**DOCUMENT EXTRACT:**
-*-

2. 1 Media globalization

What is globalization?

Globalization is a broad and vague concept. In a broad perspective, globalization involves the fields of politics, economics, culture, science and technology etc. In a narrow perspective, globalization can be defined within a particular area, such as economy.

This research will adopt the concept of Held et al. They thought “the concept of globalization implies, first and foremost, a stretching of social, political and economic activities across frontiers.”(Held et al 1999:15)

In the academic circle, some scholars paid attention to the aspect of social and culture of globalization. Scholar Waters (1995:3) pointed out “Globalization is a social process in which the constraints of geography on social and cultural arrangements recede and in which people become increasingly aware that they are receding.”

In my opinion, globalization is the reorganization of the world economic structures, the integration of political forces within countries, the rapid expansion in the aspects of science and technology, and the free dissemination of news, art, knowledge etc. in the general population.

-*-

**STORED DATA:**
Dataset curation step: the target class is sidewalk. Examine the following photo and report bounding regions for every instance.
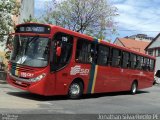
[0,80,7,84]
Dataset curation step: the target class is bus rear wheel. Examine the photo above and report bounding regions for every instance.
[68,82,83,99]
[131,81,138,95]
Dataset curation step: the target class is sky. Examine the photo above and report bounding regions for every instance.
[35,0,160,42]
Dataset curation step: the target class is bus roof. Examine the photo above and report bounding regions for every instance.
[17,22,155,59]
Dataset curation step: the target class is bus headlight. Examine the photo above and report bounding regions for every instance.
[30,73,46,82]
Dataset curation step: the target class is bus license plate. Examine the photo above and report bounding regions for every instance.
[16,81,22,85]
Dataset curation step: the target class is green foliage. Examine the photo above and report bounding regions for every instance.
[0,0,19,42]
[44,0,117,39]
[23,15,38,23]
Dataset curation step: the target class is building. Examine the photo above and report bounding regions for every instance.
[113,38,150,53]
[13,0,34,25]
[145,33,160,71]
[125,34,153,42]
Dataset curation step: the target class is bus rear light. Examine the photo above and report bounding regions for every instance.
[29,73,46,82]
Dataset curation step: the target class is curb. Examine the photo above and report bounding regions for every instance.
[0,80,7,84]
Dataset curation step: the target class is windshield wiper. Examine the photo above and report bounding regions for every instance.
[28,35,39,45]
[24,35,39,54]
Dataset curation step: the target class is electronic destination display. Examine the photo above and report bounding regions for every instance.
[16,24,51,34]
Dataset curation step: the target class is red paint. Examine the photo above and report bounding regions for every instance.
[7,23,155,96]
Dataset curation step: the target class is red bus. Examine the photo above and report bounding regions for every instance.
[7,23,155,98]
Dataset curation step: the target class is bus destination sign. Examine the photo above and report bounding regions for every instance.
[16,24,51,34]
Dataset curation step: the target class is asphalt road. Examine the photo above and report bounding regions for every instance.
[0,84,160,120]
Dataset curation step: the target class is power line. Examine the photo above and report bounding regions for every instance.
[107,29,160,32]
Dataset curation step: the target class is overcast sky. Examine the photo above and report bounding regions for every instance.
[35,0,160,41]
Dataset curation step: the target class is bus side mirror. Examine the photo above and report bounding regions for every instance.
[56,46,62,57]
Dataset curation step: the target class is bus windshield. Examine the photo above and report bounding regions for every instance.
[11,35,49,67]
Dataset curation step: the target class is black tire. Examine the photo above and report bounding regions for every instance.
[130,82,138,95]
[68,81,83,99]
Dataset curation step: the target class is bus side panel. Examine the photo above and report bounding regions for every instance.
[138,71,154,89]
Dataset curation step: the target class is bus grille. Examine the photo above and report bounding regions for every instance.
[11,63,34,72]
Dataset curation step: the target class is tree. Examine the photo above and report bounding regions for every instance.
[23,15,38,23]
[44,0,117,39]
[0,0,19,42]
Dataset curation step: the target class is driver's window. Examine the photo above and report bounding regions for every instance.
[51,33,73,71]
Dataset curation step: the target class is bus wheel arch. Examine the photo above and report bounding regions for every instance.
[68,78,84,99]
[130,80,138,95]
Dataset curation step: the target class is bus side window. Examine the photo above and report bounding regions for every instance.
[122,52,129,68]
[51,33,73,71]
[111,48,121,67]
[130,53,137,69]
[143,58,150,71]
[97,45,109,65]
[76,39,95,63]
[136,56,143,70]
[150,59,155,71]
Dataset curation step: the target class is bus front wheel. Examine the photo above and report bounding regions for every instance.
[68,81,83,99]
[131,81,138,95]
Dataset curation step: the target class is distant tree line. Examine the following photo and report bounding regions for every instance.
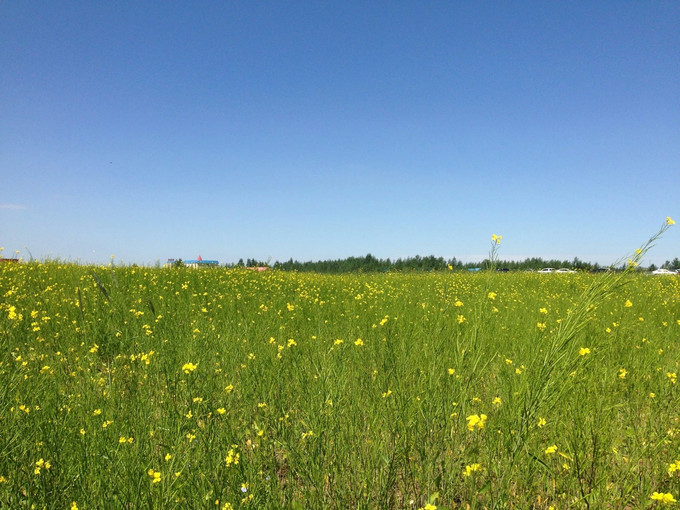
[214,253,680,273]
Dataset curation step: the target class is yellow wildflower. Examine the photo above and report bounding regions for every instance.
[466,414,486,430]
[650,492,676,504]
[147,469,161,483]
[182,363,198,374]
[463,463,484,476]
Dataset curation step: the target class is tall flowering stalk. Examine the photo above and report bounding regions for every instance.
[496,217,675,506]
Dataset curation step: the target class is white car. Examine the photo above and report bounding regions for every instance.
[652,269,678,276]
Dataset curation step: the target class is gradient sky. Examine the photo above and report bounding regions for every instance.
[0,0,680,264]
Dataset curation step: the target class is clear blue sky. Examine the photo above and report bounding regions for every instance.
[0,0,680,264]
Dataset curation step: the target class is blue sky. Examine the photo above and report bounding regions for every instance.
[0,1,680,264]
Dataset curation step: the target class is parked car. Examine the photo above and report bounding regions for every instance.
[652,269,678,276]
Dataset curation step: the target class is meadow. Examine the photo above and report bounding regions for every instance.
[0,233,680,510]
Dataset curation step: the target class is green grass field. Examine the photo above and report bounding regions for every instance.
[0,234,680,510]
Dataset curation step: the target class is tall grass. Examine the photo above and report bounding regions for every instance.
[0,222,680,509]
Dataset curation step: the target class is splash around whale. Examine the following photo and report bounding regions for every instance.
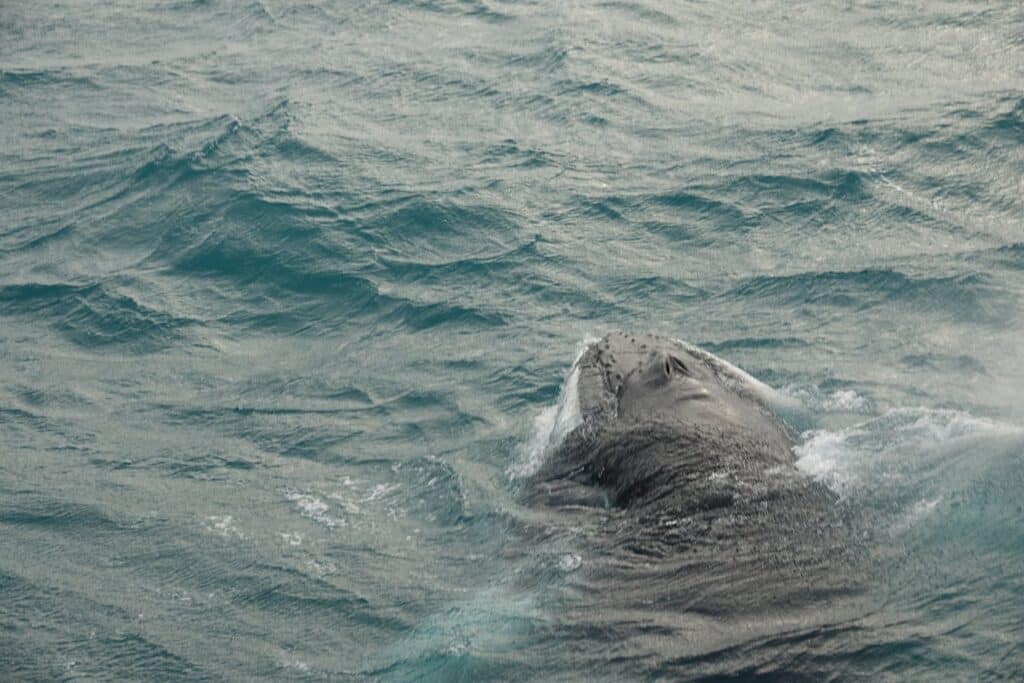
[526,332,860,622]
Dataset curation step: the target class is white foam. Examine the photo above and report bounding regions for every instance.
[781,385,871,415]
[203,515,245,539]
[508,338,598,479]
[287,493,338,528]
[675,339,801,410]
[794,408,1024,495]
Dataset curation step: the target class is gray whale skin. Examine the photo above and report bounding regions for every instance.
[527,332,860,623]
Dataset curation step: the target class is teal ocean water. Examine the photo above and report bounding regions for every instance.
[0,0,1024,681]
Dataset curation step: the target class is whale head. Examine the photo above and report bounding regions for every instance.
[577,332,793,452]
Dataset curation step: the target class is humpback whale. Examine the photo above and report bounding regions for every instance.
[527,332,859,618]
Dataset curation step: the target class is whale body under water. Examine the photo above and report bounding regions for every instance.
[526,332,865,673]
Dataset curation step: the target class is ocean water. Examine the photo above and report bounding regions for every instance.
[0,0,1024,681]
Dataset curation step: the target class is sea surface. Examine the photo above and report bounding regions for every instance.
[0,0,1024,681]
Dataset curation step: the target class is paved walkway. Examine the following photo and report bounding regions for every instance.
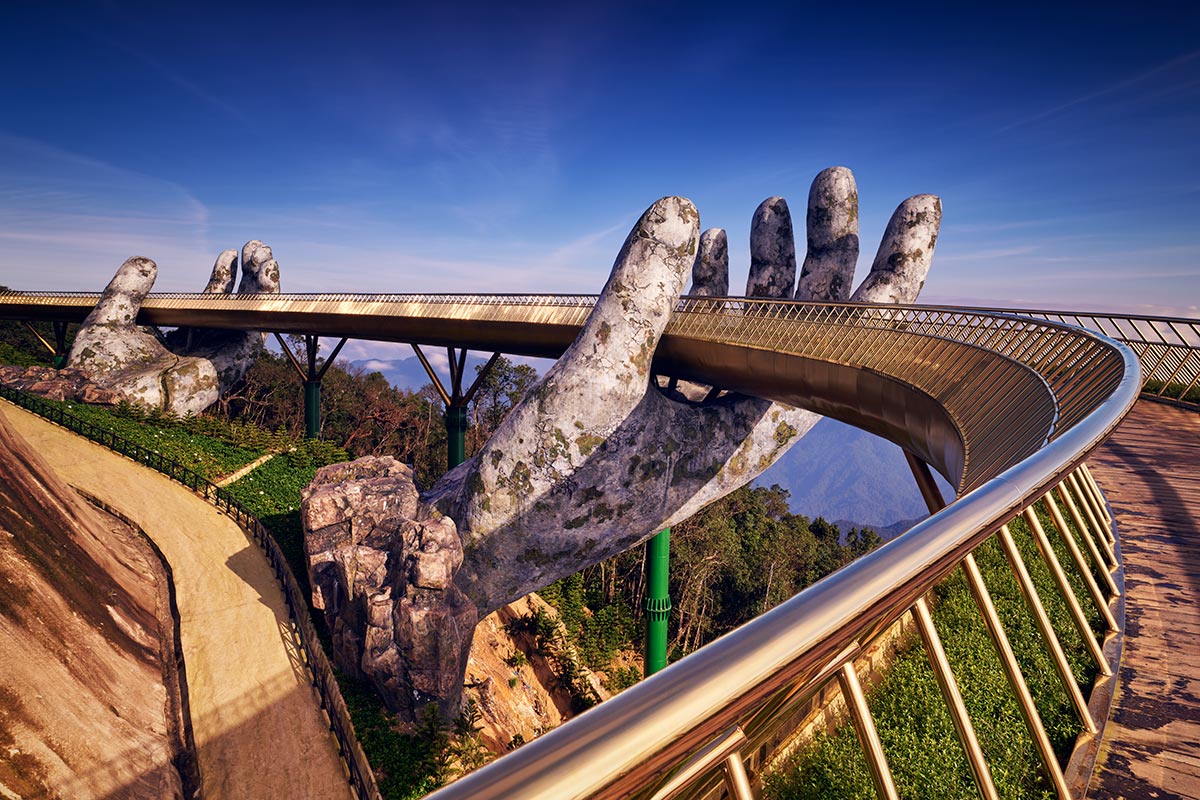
[1088,401,1200,800]
[0,401,353,800]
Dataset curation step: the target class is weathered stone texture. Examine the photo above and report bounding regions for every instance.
[305,168,941,709]
[796,167,858,302]
[68,240,280,416]
[691,228,730,297]
[746,197,796,297]
[0,366,127,405]
[301,456,478,717]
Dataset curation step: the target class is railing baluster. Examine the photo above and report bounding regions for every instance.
[997,525,1096,733]
[1025,506,1112,675]
[1067,473,1117,569]
[962,553,1070,798]
[1079,462,1116,532]
[1042,492,1117,631]
[912,597,1000,800]
[1055,480,1121,597]
[838,662,900,800]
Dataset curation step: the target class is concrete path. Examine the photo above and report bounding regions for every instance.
[0,401,353,800]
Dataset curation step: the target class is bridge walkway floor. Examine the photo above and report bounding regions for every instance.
[1088,399,1200,799]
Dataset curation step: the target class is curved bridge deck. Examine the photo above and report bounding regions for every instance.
[1088,401,1200,798]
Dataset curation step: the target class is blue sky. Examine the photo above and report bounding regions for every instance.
[0,0,1200,352]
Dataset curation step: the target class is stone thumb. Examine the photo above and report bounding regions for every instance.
[83,255,158,327]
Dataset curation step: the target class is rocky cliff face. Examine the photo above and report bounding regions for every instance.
[0,409,193,800]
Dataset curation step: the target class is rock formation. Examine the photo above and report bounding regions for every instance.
[302,169,941,712]
[0,366,128,405]
[0,411,190,800]
[67,240,280,416]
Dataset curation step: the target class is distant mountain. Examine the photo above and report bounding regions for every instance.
[350,353,487,392]
[755,419,954,539]
[833,517,924,542]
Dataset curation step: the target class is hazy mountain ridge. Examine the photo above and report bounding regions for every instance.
[755,419,953,539]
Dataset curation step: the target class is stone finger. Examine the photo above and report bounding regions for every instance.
[746,197,796,299]
[441,197,700,535]
[851,194,942,303]
[238,239,280,294]
[84,255,158,327]
[796,167,858,302]
[689,228,730,297]
[204,249,238,294]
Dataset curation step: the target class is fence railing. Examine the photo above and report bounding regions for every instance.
[931,307,1200,407]
[0,384,380,800]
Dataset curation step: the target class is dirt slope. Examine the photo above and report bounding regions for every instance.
[0,410,186,800]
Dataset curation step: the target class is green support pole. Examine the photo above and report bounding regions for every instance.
[445,404,467,469]
[54,323,68,369]
[646,528,671,678]
[304,379,320,439]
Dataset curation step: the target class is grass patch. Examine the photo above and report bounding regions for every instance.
[43,398,266,481]
[764,510,1102,800]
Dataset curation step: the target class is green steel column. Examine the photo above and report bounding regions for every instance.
[304,380,320,439]
[446,405,467,469]
[646,528,671,678]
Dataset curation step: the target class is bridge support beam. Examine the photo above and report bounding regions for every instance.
[413,344,500,469]
[275,333,346,439]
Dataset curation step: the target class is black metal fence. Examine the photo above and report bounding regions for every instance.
[0,385,380,800]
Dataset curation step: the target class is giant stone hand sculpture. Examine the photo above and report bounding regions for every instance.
[67,240,280,416]
[302,167,941,716]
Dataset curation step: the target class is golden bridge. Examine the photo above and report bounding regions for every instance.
[0,293,1200,800]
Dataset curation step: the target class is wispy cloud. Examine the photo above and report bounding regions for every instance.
[0,134,216,289]
[1000,50,1200,133]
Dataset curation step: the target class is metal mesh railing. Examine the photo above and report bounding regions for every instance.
[931,307,1200,407]
[0,384,380,800]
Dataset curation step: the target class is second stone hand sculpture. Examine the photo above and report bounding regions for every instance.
[67,239,280,416]
[302,167,941,718]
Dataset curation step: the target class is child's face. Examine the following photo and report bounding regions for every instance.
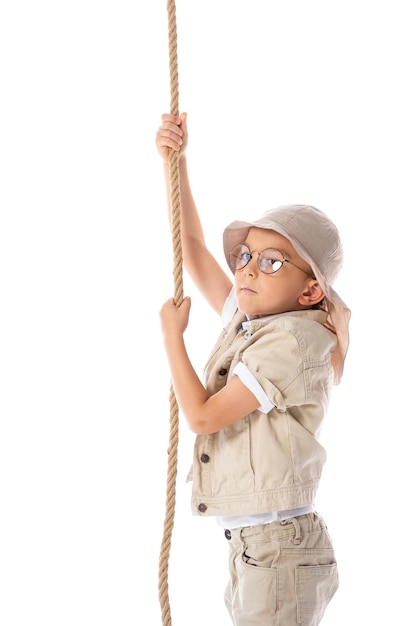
[235,228,316,317]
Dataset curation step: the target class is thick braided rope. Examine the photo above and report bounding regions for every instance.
[159,0,183,626]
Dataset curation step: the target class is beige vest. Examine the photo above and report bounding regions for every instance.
[191,310,336,516]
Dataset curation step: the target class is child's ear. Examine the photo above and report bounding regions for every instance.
[298,279,325,306]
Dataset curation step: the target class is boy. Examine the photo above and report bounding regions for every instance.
[156,114,350,626]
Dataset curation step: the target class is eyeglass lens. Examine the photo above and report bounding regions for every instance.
[229,244,284,274]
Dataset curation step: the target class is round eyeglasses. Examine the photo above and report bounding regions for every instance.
[229,243,312,276]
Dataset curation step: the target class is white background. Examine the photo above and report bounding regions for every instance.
[0,0,418,626]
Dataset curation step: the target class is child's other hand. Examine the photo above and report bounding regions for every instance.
[160,296,191,339]
[155,113,188,162]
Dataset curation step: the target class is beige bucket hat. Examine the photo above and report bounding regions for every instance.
[223,204,351,385]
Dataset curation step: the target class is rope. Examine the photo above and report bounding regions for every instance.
[159,0,183,626]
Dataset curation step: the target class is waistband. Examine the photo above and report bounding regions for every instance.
[225,512,327,545]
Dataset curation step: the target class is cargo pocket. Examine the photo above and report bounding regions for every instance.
[295,563,338,626]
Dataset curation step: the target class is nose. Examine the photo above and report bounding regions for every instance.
[243,252,258,276]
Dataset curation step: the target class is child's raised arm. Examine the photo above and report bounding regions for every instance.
[156,113,232,314]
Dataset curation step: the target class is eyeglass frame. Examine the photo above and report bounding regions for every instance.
[229,243,315,279]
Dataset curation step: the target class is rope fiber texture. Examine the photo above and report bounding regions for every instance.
[159,0,183,626]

-*-

**TASK INSTRUCTIONS:**
A - In the excerpt on media globalization, whose concept of globalization does the research adopt?
B - Please write the next part of the excerpt on media globalization, picking up after its final sentence.

**OUTPUTS IN ORDER:**
A - The research adopts the concept of Held et al.

B -
In fact, no matter which perspective experts select in viewing global issues, one thing is certain: globalization means the shortening of time and recession of space. The concept of time and space becomes less and less important. The ways in which human beings communicate is increasingly being developed. The exchanges and contacts among countries are becoming more and more convenient, and the flow of information is becoming the most important feature of globalization. Because media is the world's most important communication tool, therefore, in this thesis, I naturally paid attention to media globalization, which is the background issue of this research.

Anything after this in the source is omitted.